**Stated goal:** List every political party named in the text below on British business and Europe.

**Excerpted text:**

You have to laugh, really. Great swathes of the British business community are jetting off to Lisbon and the Algarve to entertain clients and customers, to meet and greet politicians from home and abroad, to ensure that their expensive sponsorship is securing pan-European airtime and to boast about the ease of reaching the football festival between Continental business meetings. Then some of them arrive home and tell anyone who will listen – some even write letters to the newspapers and to the Prime Minister – that Britain must stay out of Europe, must withdraw from its constitution and must resist any attempts to forge a single European economy.
The paradox is one for politicians – it’s the sort of double-standard they indulge in every day. But away from the clowns of the UK Independence Party, the Conservative Party and a directionless Labour Party, it will – as ever – be the businesses of the UK, which trade across national boundaries and which really run the UK economy and its place in foreign markets, that will decide the future of a European constitution. To that end, British business has a vital role to play in the debate that will rage until a referendum on the constitution, pencilled in for 2006.

**Extracted information:**
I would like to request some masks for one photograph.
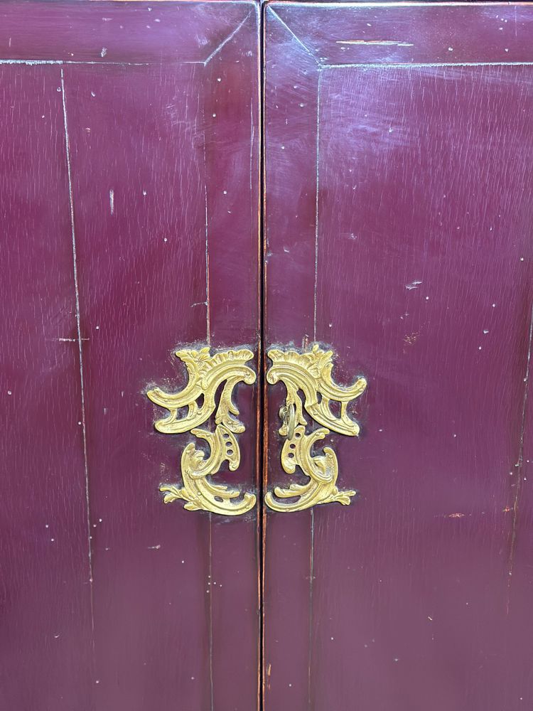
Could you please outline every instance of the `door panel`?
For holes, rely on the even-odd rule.
[[[3,709],[72,708],[92,685],[60,82],[58,67],[0,66]]]
[[[266,10],[265,350],[368,381],[324,442],[357,496],[266,510],[267,710],[532,702],[532,38],[525,6]]]
[[[6,181],[3,193],[4,204],[16,205],[11,219],[20,234],[10,247],[14,279],[6,298],[8,313],[16,298],[21,318],[35,322],[31,343],[14,329],[24,365],[15,363],[20,387],[15,371],[4,392],[14,403],[29,381],[35,397],[45,368],[50,392],[38,396],[45,424],[32,428],[38,445],[46,428],[33,453],[39,471],[24,474],[22,490],[31,432],[25,417],[14,420],[23,400],[14,410],[4,524],[11,538],[2,541],[3,585],[12,597],[28,581],[11,605],[28,606],[18,624],[44,638],[38,649],[46,658],[42,673],[34,665],[37,700],[16,674],[0,695],[9,708],[44,708],[44,698],[58,710],[178,703],[248,711],[258,694],[257,509],[230,518],[163,504],[159,485],[179,481],[193,438],[155,432],[165,412],[146,392],[154,384],[184,387],[176,346],[247,346],[257,372],[257,8],[31,4],[23,23],[18,6],[4,4],[1,13],[2,46],[11,37],[6,59],[60,63],[3,67],[4,95],[18,107],[4,110],[14,125],[21,122],[11,132],[16,150],[23,165],[26,154],[33,161],[22,178],[11,169],[15,185]],[[1,146],[11,166],[13,139]],[[23,290],[21,275],[38,287]],[[246,424],[240,466],[217,477],[250,491],[257,488],[257,385],[235,390]],[[44,496],[31,506],[44,510],[35,521],[25,508],[9,508],[17,490],[31,501],[28,485],[43,479]],[[8,608],[8,620],[19,609]],[[2,639],[4,659],[20,646],[27,675],[34,643],[14,629]]]

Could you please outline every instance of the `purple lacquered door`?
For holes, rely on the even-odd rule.
[[[284,510],[309,480],[266,359],[265,709],[531,708],[533,6],[265,23],[265,351],[367,381],[311,451],[345,500]]]
[[[257,707],[257,507],[163,503],[193,437],[146,393],[179,348],[258,372],[258,33],[251,2],[0,7],[2,711]],[[220,474],[252,495],[257,393]]]

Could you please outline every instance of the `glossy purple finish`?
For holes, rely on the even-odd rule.
[[[17,327],[3,348],[0,707],[249,711],[257,511],[212,519],[163,504],[158,486],[179,480],[190,439],[155,432],[162,412],[144,393],[183,386],[176,346],[257,351],[257,7],[19,3],[0,14],[4,58],[81,63],[1,68],[3,303]],[[235,398],[247,431],[230,479],[249,490],[257,392]]]
[[[533,8],[429,12],[266,10],[265,346],[369,380],[328,438],[357,500],[267,515],[266,711],[533,702]],[[369,26],[414,48],[341,54]]]
[[[4,65],[0,87],[0,708],[66,710],[93,680],[60,69]]]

**Solution for this task:**
UK Independence Party
Conservative Party
Labour Party